**Exercise task A**
Transcribe the passage of the life insurance forum thread below that runs from "I got to page" up to and including "it isn't entertaining.".
**Exercise task B**
In the life insurance forum thread below, what does Rich call the whole-life/BTID comparison?

**Source excerpt**
- - - -

I'm still open to suggestions and feedback, so I hope if any of this intrigues folks, they take a look and comment.
-- Rich
Reply to
Rock

Your interest is in comparing whole/term life insurance. I noticed a while back that Americans like the conclusion in the first sentence, then the explanation. Unless it's a murder mystery, in which case the only acceptable first-sentence conclusion is "I don't have a butler." The English apparently like the discussion, followed by the conclusion at the end.
I got to page two, but the equations you excerpted from your insurance course are not readable without term definitions. I might go back and try again, but what it looks like to me is that I'll have to read many pages of detail before arriving at a conclusion. Not that it isn't entertaining.
Reply to
dapperdobbs

I'm sorry if you got that impression, dapper, but that is not my main interest at all. The whole-life/BTID comparison is an afterthought. I added it once I realized that every other life insurance site on the web has commentary relating to BTID and permanent life. It occurred to me that in this multi-year project of mine, I need not speculate, nor repeat what someone else had said or written. Let's see an actual head-to-head comparison for a change. :)
Heh, glad you appreciated my attempt at wry humor.
Ack! I don't think you realized this was another attempt at wry humor. The except is intentionally over-the-top complex piece of an actuarial course syllabus. (Not a course I took; I just found it on the web. And I just added that section two days ago.) Do you think I should delete it?

- - - -

**Information supplied**
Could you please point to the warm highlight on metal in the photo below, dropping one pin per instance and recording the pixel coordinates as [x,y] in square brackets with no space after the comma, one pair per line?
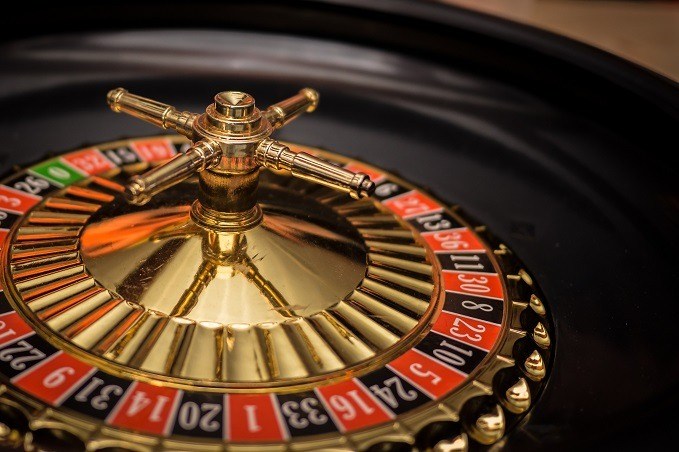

- - - -

**Full answer A**
I got to page two, but the equations you excerpted from your insurance course are not readable without term definitions. I might go back and try again, but what it looks like to me is that I'll have to read many pages of detail before arriving at a conclusion. Not that it isn't entertaining.

**Full answer B**
He calls it an afterthought.